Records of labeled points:
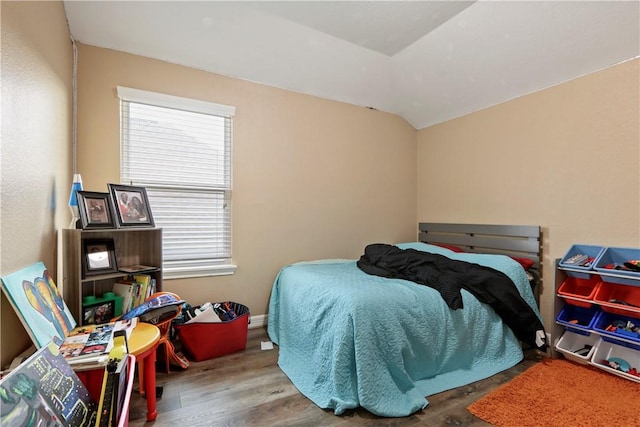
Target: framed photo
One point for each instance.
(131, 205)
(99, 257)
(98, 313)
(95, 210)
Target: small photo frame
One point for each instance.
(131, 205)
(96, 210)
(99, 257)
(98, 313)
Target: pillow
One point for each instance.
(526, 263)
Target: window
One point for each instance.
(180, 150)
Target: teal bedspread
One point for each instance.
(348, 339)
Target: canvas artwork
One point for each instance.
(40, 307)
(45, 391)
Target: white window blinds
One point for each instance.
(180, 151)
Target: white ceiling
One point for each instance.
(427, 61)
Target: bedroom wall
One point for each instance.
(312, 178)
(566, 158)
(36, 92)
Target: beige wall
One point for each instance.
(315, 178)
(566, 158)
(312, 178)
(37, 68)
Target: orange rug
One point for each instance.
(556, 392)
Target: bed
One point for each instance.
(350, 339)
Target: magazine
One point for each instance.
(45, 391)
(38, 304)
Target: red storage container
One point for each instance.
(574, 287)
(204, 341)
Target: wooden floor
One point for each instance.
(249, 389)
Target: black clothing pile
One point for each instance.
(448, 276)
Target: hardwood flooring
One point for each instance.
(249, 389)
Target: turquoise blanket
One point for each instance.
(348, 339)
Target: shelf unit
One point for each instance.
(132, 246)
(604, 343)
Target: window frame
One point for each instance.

Exercise details: Convert every line of the material above into a Markdown table with the columns "Row" and "Line," skipping blank lines and omitting the pictures.

Exercise result:
| Row | Line |
|---|---|
| 1 | Target: framed photo |
| 2 | One point for each instance. |
| 3 | (131, 205) |
| 4 | (99, 257) |
| 5 | (98, 313) |
| 6 | (95, 210) |
| 7 | Target: small photo frame |
| 8 | One point for each instance. |
| 9 | (131, 205) |
| 10 | (96, 210) |
| 11 | (99, 257) |
| 12 | (98, 313) |
| 13 | Target: pillow |
| 14 | One point for each instance. |
| 15 | (526, 263) |
| 16 | Target: window |
| 17 | One point for each instance. |
| 18 | (180, 150) |
| 19 | Target: teal bedspread |
| 20 | One point for each instance. |
| 21 | (348, 339) |
| 22 | Target: canvas artwork |
| 23 | One point for each instance. |
| 24 | (40, 307) |
| 25 | (45, 391) |
| 26 | Target: white window blinds |
| 27 | One point for each instance. |
| 28 | (180, 151) |
| 29 | Target: white ceiling |
| 30 | One point for each instance. |
| 31 | (427, 61) |
| 32 | Target: bedroom wall |
| 33 | One point for each instance. |
| 34 | (312, 178) |
| 35 | (566, 158) |
| 36 | (36, 92) |
| 37 | Target: beige wall |
| 38 | One point for each instance. |
| 39 | (315, 178) |
| 40 | (566, 158) |
| 41 | (312, 178) |
| 42 | (37, 68) |
| 43 | Target: orange rug |
| 44 | One point for each instance. |
| 45 | (556, 392) |
| 46 | Target: bed |
| 47 | One point for each instance. |
| 48 | (350, 339) |
| 49 | Target: magazine |
| 50 | One point for each instance. |
| 51 | (45, 391) |
| 52 | (38, 304) |
| 53 | Target: red storage container |
| 54 | One point for each instance. |
| 55 | (574, 287) |
| 56 | (204, 341) |
| 57 | Target: wooden floor |
| 58 | One point for each instance. |
| 59 | (249, 389) |
| 60 | Target: black clothing pile |
| 61 | One point for each instance. |
| 62 | (448, 276) |
| 63 | Target: hardwood flooring |
| 64 | One point for each instance. |
| 65 | (249, 389) |
| 66 | Target: turquoise blanket |
| 67 | One point for each instance. |
| 68 | (348, 339) |
| 69 | Target: shelf unit |
| 70 | One point for each instance. |
| 71 | (132, 246) |
| 72 | (604, 343) |
| 73 | Target: window frame |
| 74 | One point for each instance. |